EXTRACT PROVIDED
☆ ☆ ☆ ☆

Interestingly, levels have another use, enforcing the region discipline for local type declarations.
OCaml, unlike SML, supports local modules, or modules defined in
local scope, via the let module
form. A local module may declare a type,
and may even let this type escape, as in
let module M = struct type t = Foo let x = Foo end in M.x;; ^^^^^^^^^^^^^^^^^^^^^^^^^^^^^^^^^^^^^^^^^^^^^^^^^^^^^^^^^ Error: This `let module' expression has type M.t In this type, the locally bound module name M escapes its scopeSuch an escape must be flagged as an error. Otherwise, the expression will receive the type
M.t
where M
and M.t
come into scope only inside the expression. This problem is
akin to returning the address of an automatic local variable from
a C function:char * esc_res(void) { char str [] = "local string"; return str; }A locally declared type can escape not only through the result type but also by unification with an existing type variable:
fun y -> let module M = struct type t = Foo let r = y Foo end in ();; ^^^ Error: This expression has type t but an expression was expected of type 'a The type constructor t would escape its scopeThis sort of error is also familiar to C programmers:
char * y = (char*)0; void esc_ext(void) { char str [] = "local string"; y = str; }
Even with ordinary, top-level rather than local, modules may have type escaping problems. Here is the example taken from a comment in OCaml type checker:
let x = ref [] module M = struct type t let _ = (x : t list ref) endThe module
M
defines a local type t
. The variable x
has the
non-generic type '_a list ref
. The type attribution causes x
,
defined prior to t
, to have the type x : t list ref
. OCaml cannot
let such escapes go uncaught. Under no circumstances the scope of a
type constructor may wider that the scope of its declaration. Type
levels enforce this region-like discipline for type constructors.
The OCaml type checker already supports regions for the sake of type
generalization, providing tools for entering a new region and
destroying it (begin_def
and end_def
), associating types to their
owner region, and tracking ownership changes during unification. What
remains is to associate a type constructor to the region
created at the point of its declaration. A type constructor can escape if
used in a type whose region is wider than the type
constructor's region -- in other words, if a type may outlive its type
constructors. Affirmatively, we aim to enforce the property
that the region of a type constructor declaration be wider than the
region of any type with that type constructor: the declaration of
a type constructor must dominate all its uses.
Type regions are identified by a positive number, type level, which
is just the nesting depth of the region. Each type has the field level
with the level of its owner region. Luckily, there is an unexpected way to
attribute the type level also to a type constructor. Type constructors, data
constructors, term variables may be re-defined within an OCaml program:
a type can be re-declared, a variable can be rebound several times.
OCaml relies on identifiers (see ident.ml
) to distinguish among
differently declared or bound occurrences of the same name. An identifier has
the name and the timestamp, a positive number. The global mutable Ident.currentstamp
keeps the `current time' and advances it when
a new identifier is created, by a declaration or a binding. The timestamp
of the identifier is thus its binding time. The binding time is the natural
way to relate an identifier to a type region. If the current time
is set to the current level, new identifiers will have their binding time
not smaller than the current level: they will be regarded as owned
by the current type region. In type-level terms, the non-escaping property
states that the level of a type is no less than the binding time of
each type constructor within the type.

☆ ☆ ☆ ☆

DIRECTIVE A
Report how many lines of the records contain the string "wooden", with case counting. Give only the number.
The text and the records come from separate, unrelated sources.

☆ ☆ ☆ ☆

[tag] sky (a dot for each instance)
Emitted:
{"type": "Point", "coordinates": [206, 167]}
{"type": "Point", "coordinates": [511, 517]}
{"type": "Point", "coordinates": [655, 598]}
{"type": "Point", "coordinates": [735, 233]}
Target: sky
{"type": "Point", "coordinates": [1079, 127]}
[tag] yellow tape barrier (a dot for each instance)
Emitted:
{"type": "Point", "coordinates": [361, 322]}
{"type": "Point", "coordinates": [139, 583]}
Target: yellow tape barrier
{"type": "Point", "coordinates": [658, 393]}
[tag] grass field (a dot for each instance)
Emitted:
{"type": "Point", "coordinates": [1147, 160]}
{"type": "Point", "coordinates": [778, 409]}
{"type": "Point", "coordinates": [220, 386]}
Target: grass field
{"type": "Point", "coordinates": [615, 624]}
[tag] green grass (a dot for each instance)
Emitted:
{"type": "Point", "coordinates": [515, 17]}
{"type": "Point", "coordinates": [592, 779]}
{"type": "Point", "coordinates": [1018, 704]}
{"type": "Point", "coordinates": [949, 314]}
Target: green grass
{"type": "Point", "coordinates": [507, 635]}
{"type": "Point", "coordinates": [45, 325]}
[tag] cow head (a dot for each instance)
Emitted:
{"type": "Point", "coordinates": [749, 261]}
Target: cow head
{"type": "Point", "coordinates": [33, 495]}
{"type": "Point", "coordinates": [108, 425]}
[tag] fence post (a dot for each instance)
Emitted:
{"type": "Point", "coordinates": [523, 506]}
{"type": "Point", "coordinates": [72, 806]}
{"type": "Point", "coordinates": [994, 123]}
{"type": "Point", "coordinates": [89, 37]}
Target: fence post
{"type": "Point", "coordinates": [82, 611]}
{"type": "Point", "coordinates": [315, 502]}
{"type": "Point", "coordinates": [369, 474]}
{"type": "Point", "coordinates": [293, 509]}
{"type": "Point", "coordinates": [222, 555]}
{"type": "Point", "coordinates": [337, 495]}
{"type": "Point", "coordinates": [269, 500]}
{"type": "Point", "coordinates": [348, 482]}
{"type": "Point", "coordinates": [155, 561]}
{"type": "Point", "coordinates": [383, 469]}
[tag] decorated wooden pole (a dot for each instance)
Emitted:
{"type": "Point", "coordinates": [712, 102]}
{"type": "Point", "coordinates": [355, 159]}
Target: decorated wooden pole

☆ ☆ ☆ ☆

DIRECTIVE B
Rewrite the paragraph of the excerpt on OCaml type levels that begins "Type regions are identified by a positive number" as a short bulleted list that keeps its main facts.

CORRECT RESULT A
2

CORRECT RESULT B
- A type region is identified by its type level, a positive number equal to the region's nesting depth.
- Each type has a level field holding the level of its owner region.
- Type constructors, data constructors and term variables can be redefined in an OCaml program, so OCaml uses identifiers (see ident.ml) to tell apart different occurrences of the same name.
- An identifier has a name and a timestamp, which is a positive number.
- The global mutable Ident.currentstamp holds the current time. It advances whenever a declaration or binding creates a new identifier, so a timestamp is the identifier's binding time.
- If the current time is set to the current level, new identifiers get binding times no smaller than that level and count as owned by the current type region.
- The non-escaping property: a type's level is no less than the binding time of every type constructor in it.